Work to complete
In full and unchanged, output the entries that follow.
═════ Task material ═════
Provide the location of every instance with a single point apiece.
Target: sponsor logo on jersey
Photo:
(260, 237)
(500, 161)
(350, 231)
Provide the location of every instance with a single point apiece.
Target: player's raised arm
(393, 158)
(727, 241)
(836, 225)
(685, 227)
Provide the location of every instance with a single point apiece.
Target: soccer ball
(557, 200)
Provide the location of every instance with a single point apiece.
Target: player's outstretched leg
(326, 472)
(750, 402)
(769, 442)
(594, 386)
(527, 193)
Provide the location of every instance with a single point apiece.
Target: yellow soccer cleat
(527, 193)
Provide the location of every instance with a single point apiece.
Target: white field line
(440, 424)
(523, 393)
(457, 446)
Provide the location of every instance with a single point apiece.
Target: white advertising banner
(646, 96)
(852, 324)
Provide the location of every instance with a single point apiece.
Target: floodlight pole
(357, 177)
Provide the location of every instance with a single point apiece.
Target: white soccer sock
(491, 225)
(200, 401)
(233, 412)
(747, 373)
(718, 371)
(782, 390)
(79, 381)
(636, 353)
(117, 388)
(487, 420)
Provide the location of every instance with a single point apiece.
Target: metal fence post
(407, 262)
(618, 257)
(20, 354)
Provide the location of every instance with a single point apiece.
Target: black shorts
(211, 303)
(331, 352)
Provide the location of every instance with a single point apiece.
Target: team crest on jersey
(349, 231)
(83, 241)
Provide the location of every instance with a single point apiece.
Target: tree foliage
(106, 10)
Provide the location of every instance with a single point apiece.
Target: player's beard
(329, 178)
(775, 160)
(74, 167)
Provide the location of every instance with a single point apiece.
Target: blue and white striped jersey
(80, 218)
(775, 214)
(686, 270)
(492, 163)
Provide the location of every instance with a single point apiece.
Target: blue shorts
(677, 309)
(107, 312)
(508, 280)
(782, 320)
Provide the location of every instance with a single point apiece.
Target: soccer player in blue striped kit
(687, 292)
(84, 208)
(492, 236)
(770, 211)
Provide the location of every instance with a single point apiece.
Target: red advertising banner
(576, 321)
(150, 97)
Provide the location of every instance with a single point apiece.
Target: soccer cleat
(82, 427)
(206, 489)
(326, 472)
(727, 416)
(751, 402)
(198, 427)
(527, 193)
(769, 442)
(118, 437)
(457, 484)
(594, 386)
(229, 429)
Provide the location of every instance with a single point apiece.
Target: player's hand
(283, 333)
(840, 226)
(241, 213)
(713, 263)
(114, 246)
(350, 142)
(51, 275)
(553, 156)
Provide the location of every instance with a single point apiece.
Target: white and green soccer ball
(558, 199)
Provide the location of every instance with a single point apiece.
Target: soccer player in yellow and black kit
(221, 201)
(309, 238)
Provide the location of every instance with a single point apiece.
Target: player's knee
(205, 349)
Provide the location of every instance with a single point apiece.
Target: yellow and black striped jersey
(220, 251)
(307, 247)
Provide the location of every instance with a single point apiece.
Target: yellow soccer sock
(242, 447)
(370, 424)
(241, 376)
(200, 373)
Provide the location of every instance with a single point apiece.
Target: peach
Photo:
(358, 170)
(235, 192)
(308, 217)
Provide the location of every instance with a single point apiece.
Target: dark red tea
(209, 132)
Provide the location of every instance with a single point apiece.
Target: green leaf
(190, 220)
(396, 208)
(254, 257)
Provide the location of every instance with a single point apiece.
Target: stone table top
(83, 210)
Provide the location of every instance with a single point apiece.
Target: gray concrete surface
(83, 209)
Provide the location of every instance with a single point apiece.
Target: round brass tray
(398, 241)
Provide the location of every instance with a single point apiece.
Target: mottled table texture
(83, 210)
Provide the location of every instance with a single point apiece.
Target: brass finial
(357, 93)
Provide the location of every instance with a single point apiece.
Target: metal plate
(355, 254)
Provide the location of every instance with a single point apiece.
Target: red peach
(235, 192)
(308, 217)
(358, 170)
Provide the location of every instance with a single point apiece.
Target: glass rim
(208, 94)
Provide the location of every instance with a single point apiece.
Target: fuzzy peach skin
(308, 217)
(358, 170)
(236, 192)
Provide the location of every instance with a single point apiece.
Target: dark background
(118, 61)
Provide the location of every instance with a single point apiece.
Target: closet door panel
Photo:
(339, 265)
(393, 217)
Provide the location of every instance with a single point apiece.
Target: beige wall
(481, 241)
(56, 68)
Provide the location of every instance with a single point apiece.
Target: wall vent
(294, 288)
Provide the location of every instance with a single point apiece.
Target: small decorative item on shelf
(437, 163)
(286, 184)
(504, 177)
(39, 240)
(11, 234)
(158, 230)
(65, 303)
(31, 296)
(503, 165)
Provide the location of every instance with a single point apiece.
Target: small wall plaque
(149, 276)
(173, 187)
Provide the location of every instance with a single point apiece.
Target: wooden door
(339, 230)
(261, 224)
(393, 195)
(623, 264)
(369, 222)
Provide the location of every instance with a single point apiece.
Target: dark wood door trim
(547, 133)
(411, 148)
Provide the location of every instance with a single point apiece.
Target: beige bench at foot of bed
═════
Task solution
Provide the location of every instance with a single point apiece.
Target: sponsor logo on jersey
Photo:
(260, 237)
(500, 161)
(350, 231)
Provide the location of every instance with a single point apiece.
Target: player's raised arm
(393, 158)
(727, 241)
(836, 225)
(685, 227)
Provide the location of every instance with a single point apiece.
Target: soccer ball
(557, 200)
Provide the location of every instance with a single point apiece.
Target: player's outstretched leg
(326, 472)
(750, 402)
(769, 442)
(594, 386)
(527, 193)
Provide the location of every instance with a single point apiece.
Target: yellow soccer cleat
(527, 193)
Provide the location of every instance with a single point apiece.
Target: white field line
(440, 424)
(523, 393)
(457, 446)
Provide the location of every instance with a single point apiece.
Target: white advertising banner
(646, 96)
(852, 324)
Provide the location of every instance with a single point apiece.
Target: floodlight pole
(357, 177)
Provide the location of every instance with a single point apiece.
Target: white soccer sock
(491, 225)
(200, 401)
(233, 412)
(747, 373)
(718, 371)
(782, 390)
(79, 381)
(636, 353)
(117, 388)
(487, 420)
Provide the location of every instance with a single point apiece.
Target: metal fence post
(407, 262)
(618, 257)
(20, 354)
Provide the location of every instance with a single point apiece.
Target: black shorts
(211, 303)
(331, 352)
Provide the location of every instance with a single point apiece.
Target: team crest on jersey
(349, 231)
(83, 241)
Provide the location of every instance with a single point apiece.
Target: tree foliage
(106, 10)
Provide the location of every instance with a single point apiece.
Target: player's beard
(329, 178)
(775, 160)
(74, 167)
Provide the location of every instance with a single point apiece.
Target: blue and white striped jersey
(80, 218)
(775, 214)
(686, 270)
(492, 163)
Provide the location of every instance with a single point apiece.
Target: blue shorts
(677, 309)
(107, 312)
(508, 280)
(782, 320)
Provide the location of every instance with a single point apiece.
Target: soccer player in blue striped kit
(687, 292)
(84, 208)
(492, 236)
(770, 211)
Provide the location of every instance with a single point apiece.
Target: red advertising banner
(576, 321)
(150, 97)
Provide the location of every instance with a single point apiece.
Target: soccer cleat
(82, 427)
(206, 489)
(326, 472)
(727, 416)
(751, 402)
(198, 427)
(527, 193)
(769, 442)
(118, 437)
(457, 484)
(594, 386)
(229, 429)
Provide the location of every instance with a single point apiece.
Target: player's hand
(283, 333)
(840, 226)
(241, 213)
(713, 263)
(114, 246)
(350, 142)
(51, 275)
(553, 156)
Provide the location of every instance with a single point apiece.
Target: white and green soccer ball
(558, 199)
Provide the location of every instance with a single point apiece.
Target: soccer player in yellow and black kit
(221, 201)
(309, 238)
Provide the location of every instance with a single point apiece.
Target: player's knee
(205, 349)
Provide the location of every instance with a single point apiece.
Target: yellow and black striped jersey
(220, 251)
(307, 247)
Provide the location of every instance with a single point apiece.
Target: yellow soccer sock
(242, 447)
(370, 424)
(241, 376)
(200, 373)
Provide the location of every instance with a single point apiece.
Target: peach
Photo:
(358, 170)
(235, 192)
(308, 217)
Provide the location of every instance with a single point apiece.
Target: dark red tea
(209, 132)
Provide the location of every instance with a single point apiece.
Target: green leaf
(190, 220)
(396, 208)
(254, 257)
Provide the location of every instance with a single point apiece.
Target: stone table top
(83, 210)
Provide the location of every instance with a single point apiece.
Target: gray concrete surface
(83, 209)
Provide the location of every instance with a single point apiece.
Target: round brass tray
(398, 241)
Provide the location of every instance with a single point apiece.
Target: mottled table texture
(83, 210)
Provide the location of every instance with a single point apiece.
Target: brass finial
(357, 93)
Provide the location of every instance with a single point apiece.
Target: metal plate
(355, 254)
Provide the location of every instance with a single point apiece.
Target: red peach
(235, 192)
(308, 217)
(358, 170)
Provide the location of every instance with a single point apiece.
Target: glass rim
(208, 94)
Provide the location of every instance with a single point apiece.
Target: fuzzy peach skin
(308, 217)
(358, 170)
(236, 192)
Provide the location of every instance with a single point apiece.
Target: dark background
(118, 61)
Provide the location of every instance with a single point apiece.
Target: closet door panel
Photo:
(339, 265)
(393, 217)
Provide the location of every instance with a single point apiece.
Target: beige wall
(481, 241)
(56, 68)
Provide the location of every instance with a single point apiece.
Target: wall vent
(294, 288)
Provide the location of every instance with a single point apiece.
Target: small decorative item on shelf
(437, 163)
(286, 184)
(504, 177)
(39, 240)
(11, 234)
(158, 230)
(65, 303)
(31, 296)
(503, 165)
Provide the location of every instance with a single point apiece.
Target: small wall plaque
(149, 276)
(173, 187)
Provide the location of every instance with a single point apiece.
Target: wooden door
(339, 230)
(261, 224)
(393, 195)
(623, 264)
(369, 222)
Provide the location of every instance with a single point apiece.
Target: dark wood door trim
(547, 133)
(411, 148)
Provide the location of every instance with a single point apiece.
Target: beige bench at foot of bed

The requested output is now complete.